WORK ITEM: Your output should be the line with "Where can the man's forearm" followed by every remaining line of the entries, reproduced exactly.

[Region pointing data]
§ §
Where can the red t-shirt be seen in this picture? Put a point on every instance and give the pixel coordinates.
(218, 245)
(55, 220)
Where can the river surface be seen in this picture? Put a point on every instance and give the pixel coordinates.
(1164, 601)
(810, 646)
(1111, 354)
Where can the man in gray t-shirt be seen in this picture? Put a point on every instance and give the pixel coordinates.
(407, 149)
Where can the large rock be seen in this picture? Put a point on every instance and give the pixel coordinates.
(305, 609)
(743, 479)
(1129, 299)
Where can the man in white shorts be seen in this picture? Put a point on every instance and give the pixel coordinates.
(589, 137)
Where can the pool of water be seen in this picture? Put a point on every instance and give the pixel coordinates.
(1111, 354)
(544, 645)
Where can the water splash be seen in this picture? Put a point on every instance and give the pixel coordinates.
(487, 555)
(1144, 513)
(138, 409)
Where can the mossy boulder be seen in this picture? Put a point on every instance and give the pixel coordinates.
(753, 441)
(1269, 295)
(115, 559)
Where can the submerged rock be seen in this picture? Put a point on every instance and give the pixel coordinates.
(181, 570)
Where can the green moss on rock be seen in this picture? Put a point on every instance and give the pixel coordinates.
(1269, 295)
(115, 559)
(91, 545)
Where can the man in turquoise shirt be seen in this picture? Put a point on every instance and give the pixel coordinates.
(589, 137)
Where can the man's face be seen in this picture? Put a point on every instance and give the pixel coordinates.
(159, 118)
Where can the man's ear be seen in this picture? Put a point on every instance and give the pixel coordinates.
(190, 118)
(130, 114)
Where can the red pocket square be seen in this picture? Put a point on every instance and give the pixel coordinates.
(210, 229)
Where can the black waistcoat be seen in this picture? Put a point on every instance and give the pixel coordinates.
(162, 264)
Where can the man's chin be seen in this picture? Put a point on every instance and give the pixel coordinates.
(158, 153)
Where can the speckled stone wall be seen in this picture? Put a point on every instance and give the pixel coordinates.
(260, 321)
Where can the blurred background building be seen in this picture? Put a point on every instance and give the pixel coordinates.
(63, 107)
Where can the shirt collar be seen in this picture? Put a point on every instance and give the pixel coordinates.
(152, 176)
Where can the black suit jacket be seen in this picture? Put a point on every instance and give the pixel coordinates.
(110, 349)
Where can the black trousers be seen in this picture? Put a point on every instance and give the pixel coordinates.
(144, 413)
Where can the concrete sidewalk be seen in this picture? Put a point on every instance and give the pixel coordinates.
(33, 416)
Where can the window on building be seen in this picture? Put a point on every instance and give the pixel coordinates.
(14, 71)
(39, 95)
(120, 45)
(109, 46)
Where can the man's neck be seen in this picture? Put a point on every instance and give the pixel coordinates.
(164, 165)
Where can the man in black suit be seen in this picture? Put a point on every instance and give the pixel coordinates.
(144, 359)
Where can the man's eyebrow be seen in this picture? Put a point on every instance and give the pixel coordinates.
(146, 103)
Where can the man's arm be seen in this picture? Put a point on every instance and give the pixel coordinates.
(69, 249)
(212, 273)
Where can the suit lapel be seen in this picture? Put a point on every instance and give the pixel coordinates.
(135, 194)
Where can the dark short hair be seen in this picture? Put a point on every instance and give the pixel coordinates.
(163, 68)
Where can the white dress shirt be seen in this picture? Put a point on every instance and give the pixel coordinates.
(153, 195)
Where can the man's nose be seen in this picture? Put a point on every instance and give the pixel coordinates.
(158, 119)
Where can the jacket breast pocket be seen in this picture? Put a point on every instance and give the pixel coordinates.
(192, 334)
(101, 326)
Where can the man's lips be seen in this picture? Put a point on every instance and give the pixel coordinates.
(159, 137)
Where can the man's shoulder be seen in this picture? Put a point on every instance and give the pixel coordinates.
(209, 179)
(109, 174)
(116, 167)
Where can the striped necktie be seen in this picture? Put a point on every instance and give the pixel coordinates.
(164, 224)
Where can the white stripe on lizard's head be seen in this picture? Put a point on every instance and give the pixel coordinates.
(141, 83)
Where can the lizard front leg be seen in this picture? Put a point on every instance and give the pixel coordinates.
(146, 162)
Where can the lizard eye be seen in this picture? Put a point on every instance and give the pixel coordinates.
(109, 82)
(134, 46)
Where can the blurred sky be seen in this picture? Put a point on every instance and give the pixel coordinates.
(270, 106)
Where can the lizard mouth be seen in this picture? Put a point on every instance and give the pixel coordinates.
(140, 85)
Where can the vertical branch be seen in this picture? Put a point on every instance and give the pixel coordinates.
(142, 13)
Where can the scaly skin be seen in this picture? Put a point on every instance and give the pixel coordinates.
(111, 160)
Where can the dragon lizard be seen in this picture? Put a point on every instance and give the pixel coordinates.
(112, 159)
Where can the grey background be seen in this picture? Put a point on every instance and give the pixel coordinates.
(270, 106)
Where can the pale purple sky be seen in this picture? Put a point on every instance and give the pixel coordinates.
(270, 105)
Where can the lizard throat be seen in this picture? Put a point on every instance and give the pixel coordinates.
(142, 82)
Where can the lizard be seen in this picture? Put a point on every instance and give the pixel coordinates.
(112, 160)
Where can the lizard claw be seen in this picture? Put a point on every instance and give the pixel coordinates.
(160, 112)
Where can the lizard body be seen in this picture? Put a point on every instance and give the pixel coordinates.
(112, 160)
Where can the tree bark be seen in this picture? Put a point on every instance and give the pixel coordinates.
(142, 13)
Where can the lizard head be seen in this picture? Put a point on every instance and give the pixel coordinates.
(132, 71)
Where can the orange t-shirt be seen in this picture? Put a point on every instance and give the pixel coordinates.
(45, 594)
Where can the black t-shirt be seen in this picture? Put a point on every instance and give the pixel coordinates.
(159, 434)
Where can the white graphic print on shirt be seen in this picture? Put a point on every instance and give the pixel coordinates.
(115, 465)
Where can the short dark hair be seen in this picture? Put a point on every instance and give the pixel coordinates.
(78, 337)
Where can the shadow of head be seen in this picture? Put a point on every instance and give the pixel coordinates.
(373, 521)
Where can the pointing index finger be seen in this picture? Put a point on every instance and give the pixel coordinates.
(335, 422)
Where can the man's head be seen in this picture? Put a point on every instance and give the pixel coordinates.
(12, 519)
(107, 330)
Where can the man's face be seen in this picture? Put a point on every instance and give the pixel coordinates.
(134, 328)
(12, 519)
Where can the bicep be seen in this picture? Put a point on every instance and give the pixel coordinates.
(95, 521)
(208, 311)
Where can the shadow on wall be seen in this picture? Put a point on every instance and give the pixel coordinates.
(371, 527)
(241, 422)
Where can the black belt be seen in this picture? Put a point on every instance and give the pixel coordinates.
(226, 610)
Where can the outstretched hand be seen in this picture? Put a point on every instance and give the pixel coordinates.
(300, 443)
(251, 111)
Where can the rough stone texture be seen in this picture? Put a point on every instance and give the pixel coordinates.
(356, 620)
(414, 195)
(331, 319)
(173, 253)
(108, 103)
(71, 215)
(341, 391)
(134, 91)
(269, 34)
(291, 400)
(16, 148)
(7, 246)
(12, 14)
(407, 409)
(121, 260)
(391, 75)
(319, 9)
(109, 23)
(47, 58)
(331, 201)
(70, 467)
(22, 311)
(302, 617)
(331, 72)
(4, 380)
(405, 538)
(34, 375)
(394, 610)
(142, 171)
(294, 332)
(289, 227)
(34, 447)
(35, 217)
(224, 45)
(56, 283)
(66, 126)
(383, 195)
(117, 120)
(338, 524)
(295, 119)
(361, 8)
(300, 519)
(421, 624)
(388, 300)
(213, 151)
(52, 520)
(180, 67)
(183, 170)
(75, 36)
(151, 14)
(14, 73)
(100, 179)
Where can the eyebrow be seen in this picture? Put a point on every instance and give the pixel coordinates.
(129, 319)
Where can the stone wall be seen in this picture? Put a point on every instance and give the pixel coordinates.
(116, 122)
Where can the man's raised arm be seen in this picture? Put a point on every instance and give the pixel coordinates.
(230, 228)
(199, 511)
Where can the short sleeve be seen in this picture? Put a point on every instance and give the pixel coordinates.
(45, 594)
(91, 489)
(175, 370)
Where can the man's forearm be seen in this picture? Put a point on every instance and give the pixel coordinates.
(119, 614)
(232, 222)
§ §
SOLVED PROBLEM:
Where can the man's forearm be seen in this picture? Put a point on every instance and give the pixel coordinates.
(119, 614)
(232, 222)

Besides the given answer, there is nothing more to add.